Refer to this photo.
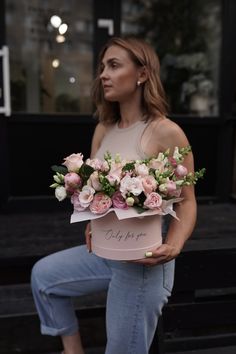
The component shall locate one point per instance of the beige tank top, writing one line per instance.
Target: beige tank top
(125, 141)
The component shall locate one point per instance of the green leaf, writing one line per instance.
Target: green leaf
(61, 169)
(139, 209)
(128, 167)
(85, 171)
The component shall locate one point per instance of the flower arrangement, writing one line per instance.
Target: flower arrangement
(98, 185)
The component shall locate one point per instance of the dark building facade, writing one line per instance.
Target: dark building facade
(53, 47)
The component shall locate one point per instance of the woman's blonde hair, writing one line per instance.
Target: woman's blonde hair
(154, 103)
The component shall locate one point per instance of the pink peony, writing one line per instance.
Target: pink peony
(100, 204)
(149, 184)
(73, 162)
(118, 201)
(72, 181)
(181, 171)
(76, 203)
(153, 201)
(94, 181)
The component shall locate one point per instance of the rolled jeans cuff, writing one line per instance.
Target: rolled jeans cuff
(67, 331)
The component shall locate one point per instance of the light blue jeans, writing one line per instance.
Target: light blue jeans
(136, 296)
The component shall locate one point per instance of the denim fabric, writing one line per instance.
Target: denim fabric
(136, 295)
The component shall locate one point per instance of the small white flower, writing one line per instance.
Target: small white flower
(60, 193)
(86, 196)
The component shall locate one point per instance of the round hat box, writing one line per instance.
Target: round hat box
(126, 239)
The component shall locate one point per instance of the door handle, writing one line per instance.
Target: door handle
(6, 108)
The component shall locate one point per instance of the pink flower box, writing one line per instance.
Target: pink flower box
(126, 239)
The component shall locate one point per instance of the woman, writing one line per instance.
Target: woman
(131, 108)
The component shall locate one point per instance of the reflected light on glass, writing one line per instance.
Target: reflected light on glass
(60, 39)
(55, 21)
(72, 79)
(55, 63)
(63, 28)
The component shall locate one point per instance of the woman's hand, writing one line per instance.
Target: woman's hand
(88, 236)
(162, 254)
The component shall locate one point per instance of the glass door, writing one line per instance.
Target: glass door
(53, 46)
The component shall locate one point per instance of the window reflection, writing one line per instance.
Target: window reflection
(187, 36)
(51, 57)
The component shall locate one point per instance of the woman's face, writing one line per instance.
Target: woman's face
(119, 75)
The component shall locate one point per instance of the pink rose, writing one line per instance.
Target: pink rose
(141, 169)
(156, 165)
(76, 203)
(172, 161)
(171, 187)
(153, 201)
(72, 181)
(149, 184)
(94, 181)
(131, 185)
(86, 196)
(100, 204)
(96, 164)
(113, 179)
(181, 171)
(73, 162)
(118, 201)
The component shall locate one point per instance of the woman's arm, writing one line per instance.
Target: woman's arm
(98, 135)
(169, 136)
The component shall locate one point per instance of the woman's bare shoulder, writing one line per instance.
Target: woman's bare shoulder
(169, 133)
(99, 133)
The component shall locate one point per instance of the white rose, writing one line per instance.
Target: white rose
(131, 185)
(141, 169)
(60, 193)
(86, 196)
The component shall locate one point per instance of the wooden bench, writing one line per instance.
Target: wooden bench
(201, 312)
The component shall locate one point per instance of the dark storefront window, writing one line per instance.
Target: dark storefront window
(187, 38)
(51, 55)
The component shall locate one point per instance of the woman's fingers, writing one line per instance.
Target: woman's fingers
(88, 236)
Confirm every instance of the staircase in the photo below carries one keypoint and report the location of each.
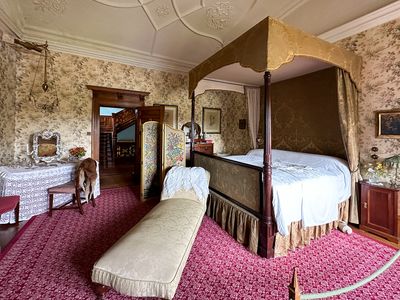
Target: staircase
(106, 150)
(110, 126)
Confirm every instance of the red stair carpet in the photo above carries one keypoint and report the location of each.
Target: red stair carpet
(53, 258)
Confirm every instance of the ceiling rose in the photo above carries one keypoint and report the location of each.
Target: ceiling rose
(219, 15)
(120, 3)
(53, 6)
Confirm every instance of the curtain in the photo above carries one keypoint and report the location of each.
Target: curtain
(253, 109)
(348, 116)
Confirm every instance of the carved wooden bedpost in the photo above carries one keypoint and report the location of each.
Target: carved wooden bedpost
(192, 131)
(267, 228)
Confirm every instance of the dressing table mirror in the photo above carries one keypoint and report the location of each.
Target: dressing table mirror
(46, 146)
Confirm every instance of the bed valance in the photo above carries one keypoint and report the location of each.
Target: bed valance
(269, 45)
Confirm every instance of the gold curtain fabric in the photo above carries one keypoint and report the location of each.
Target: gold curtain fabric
(348, 111)
(270, 44)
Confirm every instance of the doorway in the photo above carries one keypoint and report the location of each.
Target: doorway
(117, 146)
(116, 163)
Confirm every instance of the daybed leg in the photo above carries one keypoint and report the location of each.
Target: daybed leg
(100, 290)
(294, 290)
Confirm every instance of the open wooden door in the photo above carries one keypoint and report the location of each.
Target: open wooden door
(144, 114)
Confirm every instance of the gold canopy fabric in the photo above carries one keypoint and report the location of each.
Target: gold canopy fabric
(270, 44)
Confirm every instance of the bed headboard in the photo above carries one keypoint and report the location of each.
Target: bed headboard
(305, 114)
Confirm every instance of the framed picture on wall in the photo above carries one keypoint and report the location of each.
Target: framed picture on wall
(211, 120)
(388, 124)
(170, 114)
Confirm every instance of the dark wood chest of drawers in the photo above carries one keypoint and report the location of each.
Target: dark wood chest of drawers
(380, 210)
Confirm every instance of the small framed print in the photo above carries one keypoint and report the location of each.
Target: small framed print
(388, 124)
(170, 114)
(211, 120)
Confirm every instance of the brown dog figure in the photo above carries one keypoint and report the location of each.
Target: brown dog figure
(86, 176)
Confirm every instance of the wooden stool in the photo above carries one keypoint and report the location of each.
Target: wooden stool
(9, 203)
(67, 188)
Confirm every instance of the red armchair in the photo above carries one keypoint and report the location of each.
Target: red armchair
(8, 203)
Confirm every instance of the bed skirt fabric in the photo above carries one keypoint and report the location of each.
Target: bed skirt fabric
(244, 227)
(241, 225)
(299, 237)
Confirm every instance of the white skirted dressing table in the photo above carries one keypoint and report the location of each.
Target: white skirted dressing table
(31, 184)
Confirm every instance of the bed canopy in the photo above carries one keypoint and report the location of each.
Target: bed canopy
(272, 50)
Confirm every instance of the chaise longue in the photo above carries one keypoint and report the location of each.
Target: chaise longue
(148, 260)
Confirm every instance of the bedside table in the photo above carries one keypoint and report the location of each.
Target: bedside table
(380, 210)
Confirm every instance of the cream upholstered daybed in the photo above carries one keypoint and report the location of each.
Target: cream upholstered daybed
(148, 260)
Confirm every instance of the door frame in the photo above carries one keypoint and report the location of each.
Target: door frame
(110, 97)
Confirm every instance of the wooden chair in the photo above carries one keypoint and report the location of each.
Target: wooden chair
(67, 188)
(9, 203)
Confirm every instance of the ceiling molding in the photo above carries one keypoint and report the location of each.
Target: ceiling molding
(13, 25)
(104, 51)
(217, 39)
(378, 17)
(291, 8)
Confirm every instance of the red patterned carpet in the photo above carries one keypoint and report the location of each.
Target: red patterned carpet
(53, 257)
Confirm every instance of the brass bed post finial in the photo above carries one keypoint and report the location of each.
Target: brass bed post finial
(267, 227)
(294, 290)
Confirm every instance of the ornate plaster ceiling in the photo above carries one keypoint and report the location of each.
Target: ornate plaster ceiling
(165, 34)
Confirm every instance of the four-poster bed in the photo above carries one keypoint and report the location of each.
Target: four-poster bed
(268, 49)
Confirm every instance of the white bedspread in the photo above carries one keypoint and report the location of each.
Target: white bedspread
(183, 178)
(306, 187)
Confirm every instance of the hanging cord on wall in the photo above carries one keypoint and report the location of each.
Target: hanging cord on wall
(47, 106)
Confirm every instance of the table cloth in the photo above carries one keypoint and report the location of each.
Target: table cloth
(31, 184)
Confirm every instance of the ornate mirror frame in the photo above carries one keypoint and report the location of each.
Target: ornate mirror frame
(38, 141)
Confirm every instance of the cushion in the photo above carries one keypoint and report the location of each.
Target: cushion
(190, 194)
(8, 203)
(148, 260)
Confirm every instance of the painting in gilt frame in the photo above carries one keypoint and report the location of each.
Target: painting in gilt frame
(388, 124)
(170, 115)
(211, 120)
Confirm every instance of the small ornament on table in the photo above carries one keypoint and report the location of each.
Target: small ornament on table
(76, 153)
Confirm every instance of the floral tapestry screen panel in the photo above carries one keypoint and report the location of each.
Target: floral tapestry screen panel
(211, 120)
(388, 124)
(174, 148)
(150, 172)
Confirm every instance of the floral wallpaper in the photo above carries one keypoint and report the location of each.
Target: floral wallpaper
(66, 106)
(7, 102)
(233, 107)
(380, 83)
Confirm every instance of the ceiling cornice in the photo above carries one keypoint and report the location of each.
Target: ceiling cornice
(14, 25)
(110, 52)
(378, 17)
(105, 51)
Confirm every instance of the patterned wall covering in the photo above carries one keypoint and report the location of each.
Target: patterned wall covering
(305, 114)
(7, 103)
(72, 117)
(233, 107)
(380, 82)
(71, 114)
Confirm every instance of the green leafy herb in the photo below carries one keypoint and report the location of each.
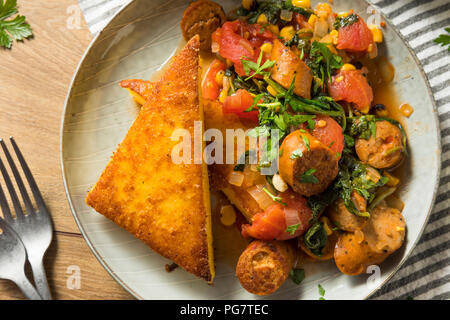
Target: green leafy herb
(322, 61)
(257, 67)
(292, 229)
(315, 238)
(306, 142)
(444, 39)
(308, 177)
(341, 22)
(12, 28)
(272, 10)
(297, 275)
(296, 154)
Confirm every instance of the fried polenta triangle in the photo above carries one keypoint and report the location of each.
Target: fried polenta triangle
(161, 203)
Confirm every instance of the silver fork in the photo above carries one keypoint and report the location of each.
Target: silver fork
(12, 260)
(33, 226)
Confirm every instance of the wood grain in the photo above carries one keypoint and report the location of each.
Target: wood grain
(34, 77)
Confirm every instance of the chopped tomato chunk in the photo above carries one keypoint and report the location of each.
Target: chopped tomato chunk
(210, 88)
(356, 37)
(281, 221)
(351, 86)
(238, 103)
(239, 40)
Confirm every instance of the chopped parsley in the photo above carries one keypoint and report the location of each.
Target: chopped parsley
(342, 22)
(12, 28)
(308, 177)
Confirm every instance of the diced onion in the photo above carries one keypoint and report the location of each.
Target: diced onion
(373, 174)
(260, 196)
(236, 178)
(286, 15)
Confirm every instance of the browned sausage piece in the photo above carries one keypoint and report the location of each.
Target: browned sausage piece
(385, 150)
(287, 63)
(264, 266)
(385, 230)
(343, 218)
(202, 17)
(306, 164)
(353, 255)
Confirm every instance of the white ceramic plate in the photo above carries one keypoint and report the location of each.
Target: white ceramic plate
(98, 113)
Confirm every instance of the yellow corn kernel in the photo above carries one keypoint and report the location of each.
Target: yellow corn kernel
(247, 4)
(266, 47)
(223, 95)
(406, 110)
(287, 33)
(334, 36)
(272, 91)
(365, 110)
(382, 113)
(262, 19)
(377, 34)
(227, 215)
(323, 10)
(302, 3)
(326, 225)
(312, 20)
(219, 77)
(321, 123)
(348, 67)
(393, 181)
(137, 97)
(274, 29)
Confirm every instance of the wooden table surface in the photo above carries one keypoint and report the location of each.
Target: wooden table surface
(34, 79)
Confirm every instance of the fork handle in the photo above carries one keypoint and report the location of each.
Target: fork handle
(40, 279)
(27, 288)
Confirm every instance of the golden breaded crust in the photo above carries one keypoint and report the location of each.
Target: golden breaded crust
(161, 203)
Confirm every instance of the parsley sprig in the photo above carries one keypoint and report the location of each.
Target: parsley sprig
(444, 39)
(12, 28)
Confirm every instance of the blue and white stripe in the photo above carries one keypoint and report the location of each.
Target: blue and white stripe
(426, 274)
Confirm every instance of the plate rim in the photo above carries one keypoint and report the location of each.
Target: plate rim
(104, 263)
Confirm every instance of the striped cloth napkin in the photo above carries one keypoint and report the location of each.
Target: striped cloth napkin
(426, 274)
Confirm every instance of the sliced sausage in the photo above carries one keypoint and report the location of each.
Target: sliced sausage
(343, 218)
(288, 64)
(383, 151)
(202, 17)
(385, 230)
(264, 266)
(353, 255)
(306, 164)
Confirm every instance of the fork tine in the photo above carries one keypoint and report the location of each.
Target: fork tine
(4, 205)
(12, 191)
(19, 181)
(34, 188)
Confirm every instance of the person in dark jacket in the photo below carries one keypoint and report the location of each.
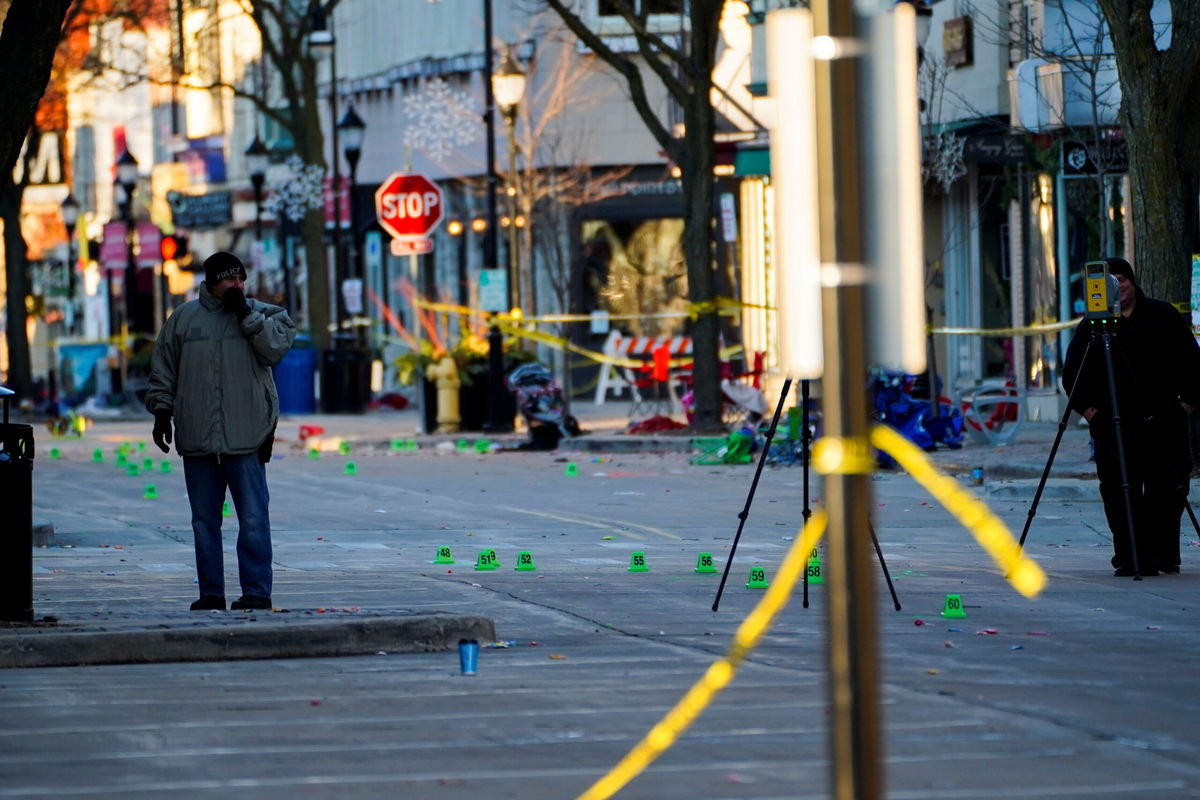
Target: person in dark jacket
(211, 376)
(1156, 366)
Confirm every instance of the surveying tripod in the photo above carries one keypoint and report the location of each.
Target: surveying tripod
(805, 439)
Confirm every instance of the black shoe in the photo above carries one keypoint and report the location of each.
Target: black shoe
(251, 602)
(209, 603)
(1127, 572)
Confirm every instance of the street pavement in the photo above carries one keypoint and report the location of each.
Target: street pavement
(1087, 691)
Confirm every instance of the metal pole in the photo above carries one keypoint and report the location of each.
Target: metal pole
(852, 647)
(336, 187)
(517, 293)
(496, 396)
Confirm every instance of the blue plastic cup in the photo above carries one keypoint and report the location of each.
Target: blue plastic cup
(468, 655)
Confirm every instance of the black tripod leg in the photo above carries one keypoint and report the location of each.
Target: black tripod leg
(1121, 453)
(887, 576)
(804, 461)
(1187, 506)
(754, 485)
(1054, 450)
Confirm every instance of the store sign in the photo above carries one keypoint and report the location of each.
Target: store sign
(958, 42)
(729, 218)
(493, 290)
(201, 211)
(997, 149)
(46, 168)
(113, 250)
(1086, 157)
(149, 244)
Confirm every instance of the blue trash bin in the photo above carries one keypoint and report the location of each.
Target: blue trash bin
(294, 378)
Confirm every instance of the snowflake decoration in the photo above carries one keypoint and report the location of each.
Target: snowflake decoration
(943, 160)
(439, 119)
(301, 191)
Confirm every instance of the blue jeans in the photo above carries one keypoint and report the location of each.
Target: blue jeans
(245, 476)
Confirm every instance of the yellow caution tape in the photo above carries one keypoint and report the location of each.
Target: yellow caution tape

WHAT YOU HAVE TO DO. When pictures appear in the records above, leave them out and reproduce exactly each line from the first through the line containing "peony, writing one line per instance.", both included.

OUTPUT BELOW.
Refer to this photo.
The component shall locate one point per instance of the beige tank top, writing one line per instance.
Target: beige tank top
(125, 141)
The component shall locate one point per instance of the green leaf, writing one line per instance.
Target: green leaf
(61, 169)
(139, 209)
(128, 167)
(85, 171)
The component shall locate one point per instance of the flower arrangement, writing one line per instance.
Target: flower arrangement
(98, 185)
The component shall locate one point per instance of the dark building facade, writing one line per instance.
Target: dark building facade
(53, 47)
The component shall locate one point per instance of the woman's blonde hair, writing one line per instance.
Target: woman's blonde hair
(154, 103)
The component shall locate one point per instance of the pink peony, writing one line per instance.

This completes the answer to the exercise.